▸ **Compito assegnato**
Riporta parola per parola il tratto del brano sul phishing che va da "di Massimo Melpignano*" fino a "Aprile 2022 .".

Responsabilità

Phishing e onere della prova, responsabilità della banca per i log privi di "legenda esplicativa intellegibile"

Con decisione del 28 Aprile 2022, ABF interviene sul tema delle frodi online, ed in particolare, sulle modalità di funzionamento della c.d "autenticazione forte", sugli obblighi a carico del prestatore dei servizi di pagamento e sugli obblighi a carico dell'utilizzatore

di Massimo Melpignano*

Il mancato rispetto da parte dell'intermediario delle procedure previste per l'operatività online, rende superflua ogni ulteriore indagine relativa al comportamento delle parti e fa ricadere esclusivamente a carico del prestatore del servizio di pagamento, in questo caso un istituto di credito, la responsabilità per l'operazione fraudolenta posta in essere sul conto corrente on line del cliente.

Questa in estrema sintesi la decisione assunta dall'arbitro bancario e finanziario -ABF- Collegio di Milano, nella seduta del 28 Aprile 2022 .

Il Collegio milanese, come chiarito nella parte introduttiva della decisione, interviene sul tema delle sempre più diffuse frodi online realizzate secondo l'antica e mai dimenticata tecnica del phishing, in questo caso posta in essere mediante le varianti dello spoofing e del vishing.

Lo schema a cui sempre più di frequente si assiste, vede l'utente dei servizi, nella decisione in esame titolare di un conto corrente online, ricevere una telefonata da un operatore qualificatosi come riconducibile all'intermediario, il quale lo porta a conoscenza di tentativo di porre in essere operazioni fraudolente sul conto corrente e gli preannuncia l'invio di un SMS attraverso il quale dovrà procedere al cambio delle password. Effettivamente un SMS per viene ricevuto ed il cliente procede al cambio della password.

Pochi istanti dopo riceve un nuovo SMS, questa volta effettivamente proveniente dalla banca, con cui gli viene comunicata l'esecuzione di un bonifico di euro 14.900,00.
Non serve precisare che il malcapitato cliente non solo non aveva alcuna intenzione di effettuare un bonifico, ma non conosceva il fortunato destinatario delle somme.

▸ **Dati forniti**
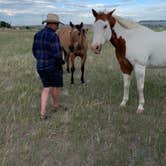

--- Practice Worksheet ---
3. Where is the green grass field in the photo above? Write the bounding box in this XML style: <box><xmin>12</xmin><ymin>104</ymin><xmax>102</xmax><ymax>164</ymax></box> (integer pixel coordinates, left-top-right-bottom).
<box><xmin>0</xmin><ymin>30</ymin><xmax>166</xmax><ymax>166</ymax></box>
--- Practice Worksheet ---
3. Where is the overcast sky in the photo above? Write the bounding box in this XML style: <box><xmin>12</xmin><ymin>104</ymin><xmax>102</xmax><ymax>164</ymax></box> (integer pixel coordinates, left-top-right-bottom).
<box><xmin>0</xmin><ymin>0</ymin><xmax>166</xmax><ymax>25</ymax></box>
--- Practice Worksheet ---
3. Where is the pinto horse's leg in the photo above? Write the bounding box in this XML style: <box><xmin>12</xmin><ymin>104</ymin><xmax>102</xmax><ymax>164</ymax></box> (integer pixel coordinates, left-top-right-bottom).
<box><xmin>81</xmin><ymin>54</ymin><xmax>86</xmax><ymax>84</ymax></box>
<box><xmin>70</xmin><ymin>54</ymin><xmax>75</xmax><ymax>84</ymax></box>
<box><xmin>66</xmin><ymin>53</ymin><xmax>70</xmax><ymax>73</ymax></box>
<box><xmin>134</xmin><ymin>64</ymin><xmax>145</xmax><ymax>113</ymax></box>
<box><xmin>120</xmin><ymin>74</ymin><xmax>131</xmax><ymax>107</ymax></box>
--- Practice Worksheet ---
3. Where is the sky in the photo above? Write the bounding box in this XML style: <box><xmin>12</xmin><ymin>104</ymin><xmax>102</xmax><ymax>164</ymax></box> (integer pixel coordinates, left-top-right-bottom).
<box><xmin>0</xmin><ymin>0</ymin><xmax>166</xmax><ymax>25</ymax></box>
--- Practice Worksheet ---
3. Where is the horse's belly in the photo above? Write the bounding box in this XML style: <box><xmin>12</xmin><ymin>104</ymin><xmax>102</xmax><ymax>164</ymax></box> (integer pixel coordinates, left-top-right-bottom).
<box><xmin>147</xmin><ymin>50</ymin><xmax>166</xmax><ymax>68</ymax></box>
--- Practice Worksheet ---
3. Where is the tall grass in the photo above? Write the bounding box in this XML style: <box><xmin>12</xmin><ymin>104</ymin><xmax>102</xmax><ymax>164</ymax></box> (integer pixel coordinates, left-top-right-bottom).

▸ **Risposta al problema**
di Massimo Melpignano*

Il mancato rispetto da parte dell'intermediario delle procedure previste per l'operatività online, rende superflua ogni ulteriore indagine relativa al comportamento delle parti e fa ricadere esclusivamente a carico del prestatore del servizio di pagamento, in questo caso un istituto di credito, la responsabilità per l'operazione fraudolenta posta in essere sul conto corrente on line del cliente.

Questa in estrema sintesi la decisione assunta dall'arbitro bancario e finanziario -ABF- Collegio di Milano, nella seduta del 28 Aprile 2022 .